*Task*. Collect every line in the data below that contains the string "slice". Case counts, so a line matches only if the capitalization is the same.

= = =

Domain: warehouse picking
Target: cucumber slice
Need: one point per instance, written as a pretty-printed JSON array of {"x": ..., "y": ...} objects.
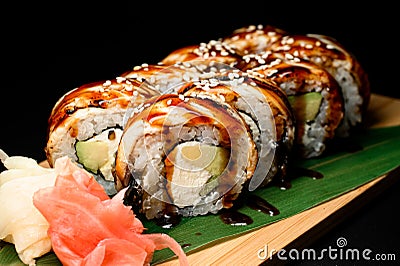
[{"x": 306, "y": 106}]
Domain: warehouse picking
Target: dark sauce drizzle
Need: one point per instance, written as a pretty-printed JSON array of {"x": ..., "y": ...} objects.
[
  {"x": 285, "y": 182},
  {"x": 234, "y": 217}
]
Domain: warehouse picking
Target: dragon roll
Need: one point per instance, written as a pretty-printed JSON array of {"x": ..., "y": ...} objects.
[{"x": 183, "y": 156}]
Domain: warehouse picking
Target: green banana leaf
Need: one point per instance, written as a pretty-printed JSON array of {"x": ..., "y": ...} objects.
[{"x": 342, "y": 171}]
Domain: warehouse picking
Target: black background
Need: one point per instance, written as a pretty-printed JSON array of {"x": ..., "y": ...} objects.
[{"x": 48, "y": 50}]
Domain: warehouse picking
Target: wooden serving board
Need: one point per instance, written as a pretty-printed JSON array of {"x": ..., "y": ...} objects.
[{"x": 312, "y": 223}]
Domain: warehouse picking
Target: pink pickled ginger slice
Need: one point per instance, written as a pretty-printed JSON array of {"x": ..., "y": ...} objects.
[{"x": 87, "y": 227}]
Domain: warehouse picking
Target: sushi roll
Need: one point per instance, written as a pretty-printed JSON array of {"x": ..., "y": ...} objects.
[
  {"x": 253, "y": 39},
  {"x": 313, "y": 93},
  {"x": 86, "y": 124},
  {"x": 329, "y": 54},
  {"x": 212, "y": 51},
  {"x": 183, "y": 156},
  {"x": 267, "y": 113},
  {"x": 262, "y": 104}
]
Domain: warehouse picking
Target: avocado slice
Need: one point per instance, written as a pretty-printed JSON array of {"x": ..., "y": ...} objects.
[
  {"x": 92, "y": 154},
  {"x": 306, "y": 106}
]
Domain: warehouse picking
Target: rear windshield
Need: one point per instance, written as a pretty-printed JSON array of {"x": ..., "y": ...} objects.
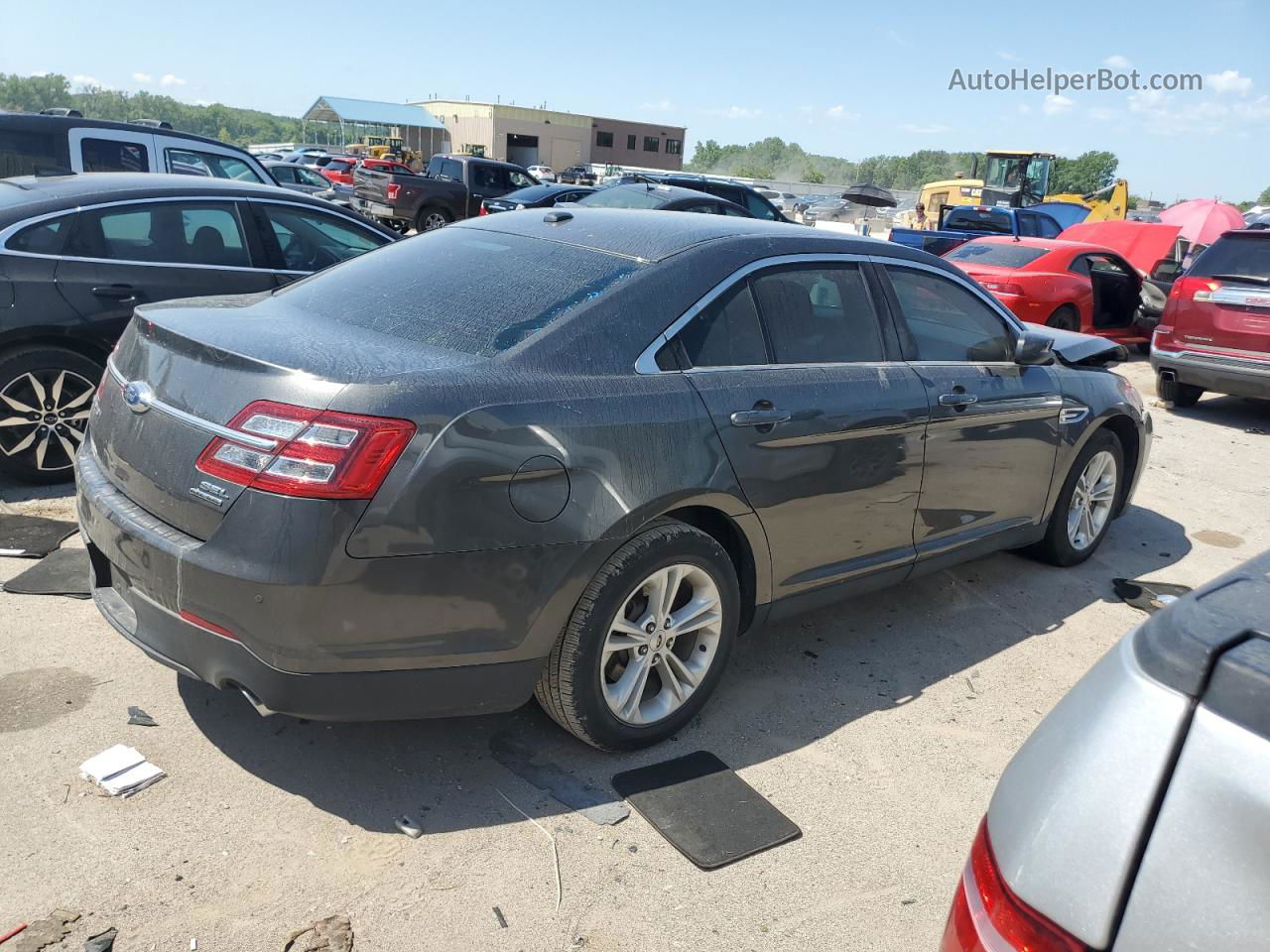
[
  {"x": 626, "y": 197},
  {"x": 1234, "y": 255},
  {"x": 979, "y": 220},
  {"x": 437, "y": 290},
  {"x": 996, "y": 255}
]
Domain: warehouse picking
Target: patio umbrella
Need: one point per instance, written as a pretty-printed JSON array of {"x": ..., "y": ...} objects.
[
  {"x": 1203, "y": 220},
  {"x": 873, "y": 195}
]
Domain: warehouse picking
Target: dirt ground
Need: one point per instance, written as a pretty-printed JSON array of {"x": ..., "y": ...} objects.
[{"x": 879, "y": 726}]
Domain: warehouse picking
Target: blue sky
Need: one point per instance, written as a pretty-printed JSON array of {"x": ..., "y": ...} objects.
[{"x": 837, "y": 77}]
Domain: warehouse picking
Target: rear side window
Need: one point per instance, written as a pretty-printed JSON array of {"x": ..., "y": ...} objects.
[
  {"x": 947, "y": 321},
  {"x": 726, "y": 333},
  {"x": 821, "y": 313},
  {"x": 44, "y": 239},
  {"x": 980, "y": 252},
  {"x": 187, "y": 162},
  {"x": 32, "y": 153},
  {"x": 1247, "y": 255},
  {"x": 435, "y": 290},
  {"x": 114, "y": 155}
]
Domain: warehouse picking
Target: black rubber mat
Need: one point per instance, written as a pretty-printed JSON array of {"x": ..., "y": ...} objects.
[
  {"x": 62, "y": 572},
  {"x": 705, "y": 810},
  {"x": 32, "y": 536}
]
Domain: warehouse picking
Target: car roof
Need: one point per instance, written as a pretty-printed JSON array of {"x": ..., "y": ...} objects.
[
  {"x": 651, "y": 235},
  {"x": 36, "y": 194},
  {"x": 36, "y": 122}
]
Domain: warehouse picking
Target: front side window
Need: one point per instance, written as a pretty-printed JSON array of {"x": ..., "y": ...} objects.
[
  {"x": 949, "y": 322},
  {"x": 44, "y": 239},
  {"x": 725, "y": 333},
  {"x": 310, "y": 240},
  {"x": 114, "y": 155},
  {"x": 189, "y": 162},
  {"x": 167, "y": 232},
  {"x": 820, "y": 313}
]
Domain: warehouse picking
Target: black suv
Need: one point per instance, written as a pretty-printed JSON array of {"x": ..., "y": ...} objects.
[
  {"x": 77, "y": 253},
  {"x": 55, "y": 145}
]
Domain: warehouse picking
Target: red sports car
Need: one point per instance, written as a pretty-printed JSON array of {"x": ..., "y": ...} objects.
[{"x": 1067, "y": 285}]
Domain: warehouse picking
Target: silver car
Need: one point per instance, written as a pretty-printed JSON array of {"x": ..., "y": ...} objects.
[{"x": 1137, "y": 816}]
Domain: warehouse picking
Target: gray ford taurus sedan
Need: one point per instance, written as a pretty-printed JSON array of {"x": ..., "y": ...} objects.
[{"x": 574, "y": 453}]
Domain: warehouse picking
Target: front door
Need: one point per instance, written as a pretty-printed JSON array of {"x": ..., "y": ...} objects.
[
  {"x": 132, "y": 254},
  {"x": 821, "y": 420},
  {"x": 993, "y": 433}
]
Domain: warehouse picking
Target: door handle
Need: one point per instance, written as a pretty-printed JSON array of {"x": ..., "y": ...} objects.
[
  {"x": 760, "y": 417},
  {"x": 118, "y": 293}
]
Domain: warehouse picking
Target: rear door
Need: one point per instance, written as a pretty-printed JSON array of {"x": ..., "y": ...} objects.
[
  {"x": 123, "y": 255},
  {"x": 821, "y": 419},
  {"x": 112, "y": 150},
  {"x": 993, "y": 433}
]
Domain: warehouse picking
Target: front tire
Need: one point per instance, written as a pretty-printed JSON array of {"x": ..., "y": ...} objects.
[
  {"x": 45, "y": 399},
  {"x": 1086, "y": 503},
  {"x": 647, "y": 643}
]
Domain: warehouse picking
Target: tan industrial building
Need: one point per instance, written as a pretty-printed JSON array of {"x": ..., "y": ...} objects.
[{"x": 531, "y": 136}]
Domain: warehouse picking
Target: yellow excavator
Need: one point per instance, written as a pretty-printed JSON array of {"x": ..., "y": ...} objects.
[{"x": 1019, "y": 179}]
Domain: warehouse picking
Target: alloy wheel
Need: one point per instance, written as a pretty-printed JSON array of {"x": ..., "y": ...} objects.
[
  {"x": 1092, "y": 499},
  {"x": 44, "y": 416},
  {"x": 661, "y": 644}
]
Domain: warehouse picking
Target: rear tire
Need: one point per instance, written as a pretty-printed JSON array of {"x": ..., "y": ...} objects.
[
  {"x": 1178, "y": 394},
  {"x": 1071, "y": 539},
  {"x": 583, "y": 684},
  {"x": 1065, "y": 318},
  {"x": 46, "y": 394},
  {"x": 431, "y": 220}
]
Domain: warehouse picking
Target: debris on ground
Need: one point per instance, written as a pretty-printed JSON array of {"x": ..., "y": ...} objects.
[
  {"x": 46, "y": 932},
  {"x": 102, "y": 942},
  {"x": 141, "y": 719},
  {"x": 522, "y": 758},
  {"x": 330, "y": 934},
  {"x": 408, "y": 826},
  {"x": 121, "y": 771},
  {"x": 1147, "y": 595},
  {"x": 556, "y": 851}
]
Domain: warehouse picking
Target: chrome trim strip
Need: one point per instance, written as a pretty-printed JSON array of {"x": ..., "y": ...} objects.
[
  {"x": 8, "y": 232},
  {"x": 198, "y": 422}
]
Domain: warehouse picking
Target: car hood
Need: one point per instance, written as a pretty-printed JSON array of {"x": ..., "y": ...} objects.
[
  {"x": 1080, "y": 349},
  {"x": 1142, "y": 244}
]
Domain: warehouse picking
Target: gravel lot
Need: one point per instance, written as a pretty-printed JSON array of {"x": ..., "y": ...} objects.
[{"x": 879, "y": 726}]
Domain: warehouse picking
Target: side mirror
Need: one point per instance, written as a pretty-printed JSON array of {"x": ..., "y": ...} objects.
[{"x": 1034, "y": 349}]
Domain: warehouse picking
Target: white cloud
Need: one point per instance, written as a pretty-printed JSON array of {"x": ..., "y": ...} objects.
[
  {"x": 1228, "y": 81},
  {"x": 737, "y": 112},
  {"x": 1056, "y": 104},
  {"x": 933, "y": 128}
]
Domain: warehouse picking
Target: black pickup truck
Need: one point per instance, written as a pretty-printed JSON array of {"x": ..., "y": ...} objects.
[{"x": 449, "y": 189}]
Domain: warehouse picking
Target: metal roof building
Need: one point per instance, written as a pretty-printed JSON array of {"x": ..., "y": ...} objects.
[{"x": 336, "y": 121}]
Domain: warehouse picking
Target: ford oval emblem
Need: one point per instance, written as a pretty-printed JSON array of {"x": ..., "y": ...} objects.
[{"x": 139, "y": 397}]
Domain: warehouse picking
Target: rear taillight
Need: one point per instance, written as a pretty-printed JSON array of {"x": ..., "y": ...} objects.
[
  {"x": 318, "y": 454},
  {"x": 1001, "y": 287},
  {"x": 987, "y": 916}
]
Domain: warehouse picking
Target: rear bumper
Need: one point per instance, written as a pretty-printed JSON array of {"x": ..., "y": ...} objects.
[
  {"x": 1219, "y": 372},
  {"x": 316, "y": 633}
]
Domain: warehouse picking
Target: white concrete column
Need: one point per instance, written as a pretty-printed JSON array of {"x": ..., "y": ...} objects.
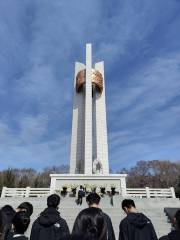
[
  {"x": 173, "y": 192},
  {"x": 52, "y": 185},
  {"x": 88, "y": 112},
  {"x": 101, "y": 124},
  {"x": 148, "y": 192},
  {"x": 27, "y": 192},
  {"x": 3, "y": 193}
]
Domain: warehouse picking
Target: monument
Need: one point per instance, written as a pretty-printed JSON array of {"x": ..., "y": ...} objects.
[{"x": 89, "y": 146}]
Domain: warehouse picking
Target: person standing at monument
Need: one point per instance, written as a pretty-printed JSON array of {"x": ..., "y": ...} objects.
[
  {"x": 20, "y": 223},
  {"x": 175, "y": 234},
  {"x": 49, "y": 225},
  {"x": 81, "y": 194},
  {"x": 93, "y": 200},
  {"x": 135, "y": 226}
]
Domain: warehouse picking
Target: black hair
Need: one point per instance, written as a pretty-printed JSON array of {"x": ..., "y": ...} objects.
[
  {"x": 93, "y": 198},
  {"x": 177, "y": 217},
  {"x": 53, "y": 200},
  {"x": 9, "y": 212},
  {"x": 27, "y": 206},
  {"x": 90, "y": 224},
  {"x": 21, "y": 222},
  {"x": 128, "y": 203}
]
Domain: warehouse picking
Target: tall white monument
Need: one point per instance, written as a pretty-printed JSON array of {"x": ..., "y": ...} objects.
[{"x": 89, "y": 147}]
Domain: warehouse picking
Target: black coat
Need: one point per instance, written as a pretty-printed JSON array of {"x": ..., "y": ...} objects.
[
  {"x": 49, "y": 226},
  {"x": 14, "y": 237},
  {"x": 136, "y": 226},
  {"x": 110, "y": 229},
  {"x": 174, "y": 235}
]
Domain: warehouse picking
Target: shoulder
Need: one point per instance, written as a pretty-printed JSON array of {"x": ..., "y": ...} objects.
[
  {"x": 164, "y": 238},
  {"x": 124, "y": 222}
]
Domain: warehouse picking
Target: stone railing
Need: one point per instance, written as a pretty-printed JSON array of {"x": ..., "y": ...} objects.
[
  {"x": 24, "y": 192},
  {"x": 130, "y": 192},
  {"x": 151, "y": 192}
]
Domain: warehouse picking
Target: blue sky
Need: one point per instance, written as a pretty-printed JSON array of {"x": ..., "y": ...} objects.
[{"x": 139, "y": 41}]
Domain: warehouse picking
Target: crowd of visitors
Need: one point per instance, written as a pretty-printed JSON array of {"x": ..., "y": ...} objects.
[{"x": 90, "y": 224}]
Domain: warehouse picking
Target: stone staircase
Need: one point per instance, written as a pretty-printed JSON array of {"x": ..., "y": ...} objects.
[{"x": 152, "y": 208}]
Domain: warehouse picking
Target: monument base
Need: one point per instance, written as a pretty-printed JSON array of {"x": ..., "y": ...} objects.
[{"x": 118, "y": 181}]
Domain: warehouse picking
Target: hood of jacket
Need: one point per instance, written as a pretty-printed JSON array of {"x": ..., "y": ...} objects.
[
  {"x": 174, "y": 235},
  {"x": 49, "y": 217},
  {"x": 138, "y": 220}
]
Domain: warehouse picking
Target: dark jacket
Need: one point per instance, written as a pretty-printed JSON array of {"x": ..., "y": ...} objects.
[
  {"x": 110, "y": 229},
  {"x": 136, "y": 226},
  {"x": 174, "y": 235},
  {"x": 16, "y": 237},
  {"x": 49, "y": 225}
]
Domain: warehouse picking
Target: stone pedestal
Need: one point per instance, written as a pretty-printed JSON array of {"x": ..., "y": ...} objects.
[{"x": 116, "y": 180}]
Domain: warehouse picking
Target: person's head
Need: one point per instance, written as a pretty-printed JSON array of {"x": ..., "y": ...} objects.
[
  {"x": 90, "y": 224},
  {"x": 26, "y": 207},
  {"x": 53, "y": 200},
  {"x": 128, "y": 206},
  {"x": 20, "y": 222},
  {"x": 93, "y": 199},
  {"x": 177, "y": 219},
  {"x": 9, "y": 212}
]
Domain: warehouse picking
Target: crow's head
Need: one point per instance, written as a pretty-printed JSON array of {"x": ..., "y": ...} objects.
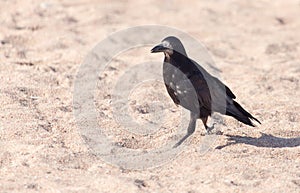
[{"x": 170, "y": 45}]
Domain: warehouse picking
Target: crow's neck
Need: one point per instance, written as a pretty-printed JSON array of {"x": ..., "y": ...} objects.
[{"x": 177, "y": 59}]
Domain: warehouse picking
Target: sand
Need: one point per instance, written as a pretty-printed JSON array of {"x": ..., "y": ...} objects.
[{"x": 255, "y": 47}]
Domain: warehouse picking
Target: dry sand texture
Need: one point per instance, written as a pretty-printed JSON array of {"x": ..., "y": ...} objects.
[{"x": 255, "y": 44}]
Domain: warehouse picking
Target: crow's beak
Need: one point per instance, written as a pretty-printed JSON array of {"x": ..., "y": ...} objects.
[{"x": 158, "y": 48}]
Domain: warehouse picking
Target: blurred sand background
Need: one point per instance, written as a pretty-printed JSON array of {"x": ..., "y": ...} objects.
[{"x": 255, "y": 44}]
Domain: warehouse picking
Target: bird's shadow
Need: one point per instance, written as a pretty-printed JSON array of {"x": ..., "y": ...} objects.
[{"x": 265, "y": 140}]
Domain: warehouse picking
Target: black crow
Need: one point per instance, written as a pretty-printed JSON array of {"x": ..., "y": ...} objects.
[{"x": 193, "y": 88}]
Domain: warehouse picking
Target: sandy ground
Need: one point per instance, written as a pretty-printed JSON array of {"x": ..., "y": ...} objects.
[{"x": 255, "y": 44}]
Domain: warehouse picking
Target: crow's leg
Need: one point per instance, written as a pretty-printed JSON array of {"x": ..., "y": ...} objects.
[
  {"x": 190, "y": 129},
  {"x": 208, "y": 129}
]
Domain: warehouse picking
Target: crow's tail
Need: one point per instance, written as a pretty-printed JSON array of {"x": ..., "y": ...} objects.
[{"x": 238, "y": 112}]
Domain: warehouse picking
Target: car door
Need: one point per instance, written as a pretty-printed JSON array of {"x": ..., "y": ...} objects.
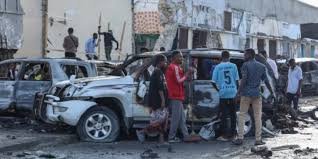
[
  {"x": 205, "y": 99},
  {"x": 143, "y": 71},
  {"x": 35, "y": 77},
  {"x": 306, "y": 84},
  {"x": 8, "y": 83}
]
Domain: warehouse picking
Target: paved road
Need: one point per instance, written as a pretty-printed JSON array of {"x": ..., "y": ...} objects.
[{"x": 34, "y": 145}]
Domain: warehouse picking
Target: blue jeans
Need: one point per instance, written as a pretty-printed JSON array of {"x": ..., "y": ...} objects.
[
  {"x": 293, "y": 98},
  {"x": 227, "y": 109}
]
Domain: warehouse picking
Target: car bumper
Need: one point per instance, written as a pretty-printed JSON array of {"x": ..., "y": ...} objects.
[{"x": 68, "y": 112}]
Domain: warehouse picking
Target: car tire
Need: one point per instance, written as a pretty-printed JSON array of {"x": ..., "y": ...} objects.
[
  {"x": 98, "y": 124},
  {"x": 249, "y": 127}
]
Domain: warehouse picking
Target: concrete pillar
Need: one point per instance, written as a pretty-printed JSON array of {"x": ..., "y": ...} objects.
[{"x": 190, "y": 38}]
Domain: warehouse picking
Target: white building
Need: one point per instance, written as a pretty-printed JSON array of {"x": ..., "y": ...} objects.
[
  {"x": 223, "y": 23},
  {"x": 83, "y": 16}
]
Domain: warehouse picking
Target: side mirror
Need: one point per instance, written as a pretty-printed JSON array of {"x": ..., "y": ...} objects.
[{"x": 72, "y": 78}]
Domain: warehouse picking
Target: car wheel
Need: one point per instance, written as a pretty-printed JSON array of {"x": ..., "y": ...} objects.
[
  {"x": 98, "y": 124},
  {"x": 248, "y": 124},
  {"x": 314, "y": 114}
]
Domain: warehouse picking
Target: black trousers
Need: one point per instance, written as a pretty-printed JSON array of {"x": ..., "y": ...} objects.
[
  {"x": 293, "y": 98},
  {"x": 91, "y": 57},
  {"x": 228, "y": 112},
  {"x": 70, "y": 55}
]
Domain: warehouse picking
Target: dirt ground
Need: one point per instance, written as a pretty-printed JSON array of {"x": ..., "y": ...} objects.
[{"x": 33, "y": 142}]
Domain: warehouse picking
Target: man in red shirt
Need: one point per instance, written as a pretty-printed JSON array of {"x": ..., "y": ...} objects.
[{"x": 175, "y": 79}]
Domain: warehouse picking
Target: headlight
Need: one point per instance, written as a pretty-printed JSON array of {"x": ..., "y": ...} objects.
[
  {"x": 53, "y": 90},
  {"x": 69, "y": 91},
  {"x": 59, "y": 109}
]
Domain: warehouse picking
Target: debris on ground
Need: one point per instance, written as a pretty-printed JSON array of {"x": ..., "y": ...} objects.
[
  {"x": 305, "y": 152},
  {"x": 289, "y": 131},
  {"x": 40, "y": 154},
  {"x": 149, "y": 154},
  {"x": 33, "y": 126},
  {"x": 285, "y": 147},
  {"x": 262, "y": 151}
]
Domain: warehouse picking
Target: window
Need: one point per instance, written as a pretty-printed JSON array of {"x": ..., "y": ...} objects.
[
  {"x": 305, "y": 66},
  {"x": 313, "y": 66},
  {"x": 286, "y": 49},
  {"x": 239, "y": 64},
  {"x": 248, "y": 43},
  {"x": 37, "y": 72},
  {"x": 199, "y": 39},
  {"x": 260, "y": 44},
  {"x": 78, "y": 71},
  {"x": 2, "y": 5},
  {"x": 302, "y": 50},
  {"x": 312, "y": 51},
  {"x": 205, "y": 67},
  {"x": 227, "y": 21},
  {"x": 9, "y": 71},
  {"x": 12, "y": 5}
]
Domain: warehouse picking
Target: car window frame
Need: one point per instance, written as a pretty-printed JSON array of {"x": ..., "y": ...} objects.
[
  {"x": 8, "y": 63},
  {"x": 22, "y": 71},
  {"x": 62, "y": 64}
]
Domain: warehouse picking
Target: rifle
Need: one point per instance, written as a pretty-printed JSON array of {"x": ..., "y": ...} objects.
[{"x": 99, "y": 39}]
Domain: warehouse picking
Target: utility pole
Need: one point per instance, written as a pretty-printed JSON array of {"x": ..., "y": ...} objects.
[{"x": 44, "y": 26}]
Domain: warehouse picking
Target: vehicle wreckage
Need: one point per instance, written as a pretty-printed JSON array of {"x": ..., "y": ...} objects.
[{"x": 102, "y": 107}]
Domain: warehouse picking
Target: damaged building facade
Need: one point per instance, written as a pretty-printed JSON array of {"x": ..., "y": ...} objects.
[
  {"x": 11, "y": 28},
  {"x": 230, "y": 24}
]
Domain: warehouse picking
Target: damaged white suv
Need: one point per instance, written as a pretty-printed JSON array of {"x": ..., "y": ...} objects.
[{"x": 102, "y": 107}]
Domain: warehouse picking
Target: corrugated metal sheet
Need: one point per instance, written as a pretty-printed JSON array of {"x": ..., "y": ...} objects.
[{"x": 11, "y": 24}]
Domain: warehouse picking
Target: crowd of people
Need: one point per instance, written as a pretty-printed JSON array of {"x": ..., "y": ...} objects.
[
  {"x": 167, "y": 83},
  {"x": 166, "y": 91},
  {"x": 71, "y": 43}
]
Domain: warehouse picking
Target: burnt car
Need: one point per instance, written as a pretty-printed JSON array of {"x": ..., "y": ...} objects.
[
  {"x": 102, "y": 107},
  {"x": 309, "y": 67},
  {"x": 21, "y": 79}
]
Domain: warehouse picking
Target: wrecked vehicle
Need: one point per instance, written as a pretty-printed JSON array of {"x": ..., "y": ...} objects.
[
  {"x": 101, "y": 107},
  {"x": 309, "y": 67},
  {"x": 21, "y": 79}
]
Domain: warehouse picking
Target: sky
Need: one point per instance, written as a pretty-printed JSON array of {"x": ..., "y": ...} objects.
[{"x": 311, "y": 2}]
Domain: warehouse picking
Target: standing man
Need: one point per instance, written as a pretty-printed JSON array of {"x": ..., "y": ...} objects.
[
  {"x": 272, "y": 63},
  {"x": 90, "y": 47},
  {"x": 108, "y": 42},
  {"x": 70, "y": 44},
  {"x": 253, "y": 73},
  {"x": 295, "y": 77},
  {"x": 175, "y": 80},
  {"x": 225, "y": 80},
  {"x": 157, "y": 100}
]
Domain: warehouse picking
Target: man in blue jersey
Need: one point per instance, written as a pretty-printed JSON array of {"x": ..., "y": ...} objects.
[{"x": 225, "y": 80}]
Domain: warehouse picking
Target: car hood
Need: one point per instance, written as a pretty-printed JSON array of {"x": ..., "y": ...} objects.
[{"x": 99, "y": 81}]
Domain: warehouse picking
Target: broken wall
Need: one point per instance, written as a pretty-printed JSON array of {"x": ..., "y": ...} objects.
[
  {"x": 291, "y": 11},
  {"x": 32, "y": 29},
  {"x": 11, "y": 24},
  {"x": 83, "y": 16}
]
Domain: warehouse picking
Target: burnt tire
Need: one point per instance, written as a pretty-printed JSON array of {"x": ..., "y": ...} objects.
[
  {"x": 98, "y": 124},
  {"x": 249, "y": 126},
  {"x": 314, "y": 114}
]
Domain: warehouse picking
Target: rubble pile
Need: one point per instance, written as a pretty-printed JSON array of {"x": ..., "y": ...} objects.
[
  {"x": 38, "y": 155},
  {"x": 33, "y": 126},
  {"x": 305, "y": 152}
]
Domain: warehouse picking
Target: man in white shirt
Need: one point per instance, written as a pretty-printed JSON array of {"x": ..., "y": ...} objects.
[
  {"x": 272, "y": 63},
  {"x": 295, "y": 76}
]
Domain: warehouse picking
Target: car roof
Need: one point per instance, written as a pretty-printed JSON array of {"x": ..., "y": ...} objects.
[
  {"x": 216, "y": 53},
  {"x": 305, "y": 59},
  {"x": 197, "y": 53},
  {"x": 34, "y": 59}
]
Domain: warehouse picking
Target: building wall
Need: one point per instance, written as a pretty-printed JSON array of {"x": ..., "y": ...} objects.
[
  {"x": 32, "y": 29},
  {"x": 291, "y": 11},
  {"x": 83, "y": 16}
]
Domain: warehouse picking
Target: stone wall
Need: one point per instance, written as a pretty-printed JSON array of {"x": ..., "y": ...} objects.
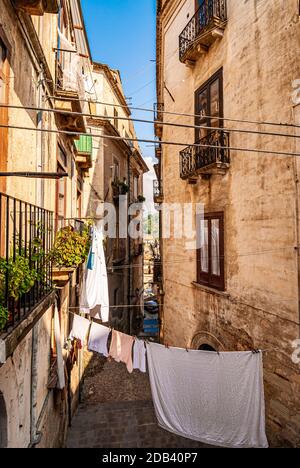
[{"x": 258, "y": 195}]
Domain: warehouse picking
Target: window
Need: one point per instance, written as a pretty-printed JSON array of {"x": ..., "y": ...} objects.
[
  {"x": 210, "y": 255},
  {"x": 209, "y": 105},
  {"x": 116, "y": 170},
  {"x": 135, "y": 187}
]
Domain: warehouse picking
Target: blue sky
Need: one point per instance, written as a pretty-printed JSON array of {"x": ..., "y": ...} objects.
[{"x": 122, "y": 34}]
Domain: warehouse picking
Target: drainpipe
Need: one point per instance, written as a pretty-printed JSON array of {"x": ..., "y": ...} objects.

= = =

*Task solution*.
Target: cucumber slice
Target: pink pickled ginger slice
Target: avocado slice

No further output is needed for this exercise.